[Collected data entries]
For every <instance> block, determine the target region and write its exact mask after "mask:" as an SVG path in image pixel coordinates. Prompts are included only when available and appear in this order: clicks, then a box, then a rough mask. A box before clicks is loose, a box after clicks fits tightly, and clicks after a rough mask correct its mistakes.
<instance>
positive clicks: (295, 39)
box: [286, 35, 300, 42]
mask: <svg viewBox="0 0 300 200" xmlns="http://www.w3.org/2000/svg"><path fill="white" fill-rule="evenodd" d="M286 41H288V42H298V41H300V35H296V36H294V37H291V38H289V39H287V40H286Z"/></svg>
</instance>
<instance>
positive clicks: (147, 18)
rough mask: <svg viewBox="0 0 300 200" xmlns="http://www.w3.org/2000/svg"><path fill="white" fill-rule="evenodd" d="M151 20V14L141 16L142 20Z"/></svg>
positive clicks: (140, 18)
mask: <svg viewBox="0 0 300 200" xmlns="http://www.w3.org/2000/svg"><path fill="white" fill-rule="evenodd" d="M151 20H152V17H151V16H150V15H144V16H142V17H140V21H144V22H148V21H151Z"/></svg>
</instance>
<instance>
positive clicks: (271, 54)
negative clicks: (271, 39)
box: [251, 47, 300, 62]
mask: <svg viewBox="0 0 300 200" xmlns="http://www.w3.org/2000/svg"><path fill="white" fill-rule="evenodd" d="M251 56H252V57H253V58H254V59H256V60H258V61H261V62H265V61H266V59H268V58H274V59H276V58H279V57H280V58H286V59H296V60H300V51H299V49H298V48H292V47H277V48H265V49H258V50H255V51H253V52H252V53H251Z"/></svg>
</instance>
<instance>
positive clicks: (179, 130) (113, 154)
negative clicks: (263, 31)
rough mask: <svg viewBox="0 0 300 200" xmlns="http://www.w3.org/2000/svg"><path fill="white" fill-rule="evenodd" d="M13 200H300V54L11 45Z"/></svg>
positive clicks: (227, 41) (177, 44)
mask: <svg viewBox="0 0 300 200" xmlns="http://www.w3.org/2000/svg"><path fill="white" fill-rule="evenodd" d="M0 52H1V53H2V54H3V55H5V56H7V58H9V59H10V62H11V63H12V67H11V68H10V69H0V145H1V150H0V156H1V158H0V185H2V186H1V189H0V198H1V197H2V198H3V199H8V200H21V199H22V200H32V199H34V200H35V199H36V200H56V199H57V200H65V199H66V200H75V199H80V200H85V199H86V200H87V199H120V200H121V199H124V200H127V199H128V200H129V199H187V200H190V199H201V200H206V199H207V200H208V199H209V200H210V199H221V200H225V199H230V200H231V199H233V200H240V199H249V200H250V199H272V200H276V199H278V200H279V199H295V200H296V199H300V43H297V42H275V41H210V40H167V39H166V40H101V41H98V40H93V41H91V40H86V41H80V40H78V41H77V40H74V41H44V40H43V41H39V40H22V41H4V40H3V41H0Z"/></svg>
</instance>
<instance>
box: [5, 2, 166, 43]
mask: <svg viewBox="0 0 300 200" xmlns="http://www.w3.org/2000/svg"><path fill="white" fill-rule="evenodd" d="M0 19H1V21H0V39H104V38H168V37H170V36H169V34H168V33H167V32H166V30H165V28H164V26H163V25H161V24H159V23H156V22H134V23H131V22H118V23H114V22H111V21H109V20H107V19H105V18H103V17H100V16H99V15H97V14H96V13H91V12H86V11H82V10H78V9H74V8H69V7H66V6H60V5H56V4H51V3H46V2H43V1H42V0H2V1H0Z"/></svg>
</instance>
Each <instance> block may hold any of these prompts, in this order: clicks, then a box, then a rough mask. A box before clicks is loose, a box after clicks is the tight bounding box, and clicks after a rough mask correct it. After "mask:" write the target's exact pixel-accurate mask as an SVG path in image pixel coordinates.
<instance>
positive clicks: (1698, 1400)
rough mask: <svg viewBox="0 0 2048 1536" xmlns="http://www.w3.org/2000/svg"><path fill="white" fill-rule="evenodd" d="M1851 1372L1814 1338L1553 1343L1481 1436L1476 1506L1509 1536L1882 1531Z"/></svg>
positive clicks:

* DESCRIPTION OF THE TASK: Once you have read the entries above, copy them out exactly as they were given.

* FINISHED EXERCISE:
For every <instance> block, determine the target region and write its exact mask after "mask:" as an SVG path in image pixel coordinates. Prompts are included only when available and appear in this order: clicks, then a box, then a rough mask. A box before clicks is loose, a box after clicks fits tightly, and clicks after a rough mask correct its mistakes.
<instance>
positive clicks: (295, 39)
box: [286, 35, 300, 42]
mask: <svg viewBox="0 0 300 200" xmlns="http://www.w3.org/2000/svg"><path fill="white" fill-rule="evenodd" d="M286 41H288V42H298V41H300V35H296V36H294V37H291V38H289V39H287V40H286Z"/></svg>
</instance>
<instance>
positive clicks: (147, 18)
rough mask: <svg viewBox="0 0 300 200" xmlns="http://www.w3.org/2000/svg"><path fill="white" fill-rule="evenodd" d="M151 20V14L141 16L142 20Z"/></svg>
positive clicks: (140, 18)
mask: <svg viewBox="0 0 300 200" xmlns="http://www.w3.org/2000/svg"><path fill="white" fill-rule="evenodd" d="M151 20H152V17H151V16H150V15H144V16H142V17H140V21H144V22H148V21H151Z"/></svg>
</instance>
<instance>
positive clicks: (271, 54)
negative clicks: (271, 39)
box: [251, 47, 300, 62]
mask: <svg viewBox="0 0 300 200" xmlns="http://www.w3.org/2000/svg"><path fill="white" fill-rule="evenodd" d="M251 56H252V57H253V58H254V59H256V60H258V61H261V62H265V61H266V59H268V58H274V59H276V58H279V57H280V58H286V59H296V60H300V51H299V49H298V48H292V47H277V48H265V49H258V50H255V51H253V52H252V53H251Z"/></svg>
</instance>
<instance>
positive clicks: (179, 130) (113, 154)
negative clicks: (263, 31)
rough mask: <svg viewBox="0 0 300 200" xmlns="http://www.w3.org/2000/svg"><path fill="white" fill-rule="evenodd" d="M13 200H300V54L11 45Z"/></svg>
positive clicks: (227, 41) (177, 44)
mask: <svg viewBox="0 0 300 200" xmlns="http://www.w3.org/2000/svg"><path fill="white" fill-rule="evenodd" d="M0 52H1V53H2V54H3V55H5V56H7V58H9V59H10V62H11V63H12V67H11V68H10V69H0V145H1V150H0V156H1V158H0V185H2V186H1V189H0V198H1V197H2V198H3V199H8V200H21V199H22V200H32V199H34V200H35V199H36V200H56V199H57V200H65V199H66V200H75V199H80V200H85V199H86V200H87V199H120V200H121V199H124V200H127V199H128V200H129V199H187V200H190V199H201V200H206V199H207V200H208V199H209V200H210V199H221V200H225V199H230V200H231V199H233V200H240V199H249V200H250V199H272V200H276V199H278V200H279V199H295V200H296V199H300V43H297V42H275V41H210V40H167V39H166V40H101V41H98V40H93V41H91V40H86V41H80V40H78V41H77V40H74V41H44V40H43V41H39V40H22V41H4V40H3V41H0Z"/></svg>
</instance>
<instance>
box: [5, 2, 166, 43]
mask: <svg viewBox="0 0 300 200" xmlns="http://www.w3.org/2000/svg"><path fill="white" fill-rule="evenodd" d="M0 19H1V21H0V39H104V38H168V37H170V36H169V34H168V33H167V32H166V30H165V28H164V26H163V25H161V24H159V23H156V22H134V23H131V22H118V23H114V22H111V21H109V20H107V19H105V18H103V17H100V16H99V15H97V14H96V13H91V12H86V11H82V10H78V9H74V8H69V7H66V6H60V5H56V4H51V3H46V2H43V1H42V0H2V1H0Z"/></svg>
</instance>
Each <instance> block may hold any of these prompts, in this order: clicks, then a box, then a rough mask. A box before clicks is loose, a box after clicks is the tight bounding box, and clicks after a rough mask correct it. After "mask:" write the target's exact pixel-accurate mask as an SVG path in image pixel coordinates.
<instance>
positive clicks: (1698, 1400)
rough mask: <svg viewBox="0 0 2048 1536" xmlns="http://www.w3.org/2000/svg"><path fill="white" fill-rule="evenodd" d="M1851 1372L1814 1338L1553 1343L1481 1436L1476 1506L1509 1536L1882 1531Z"/></svg>
positive clicks:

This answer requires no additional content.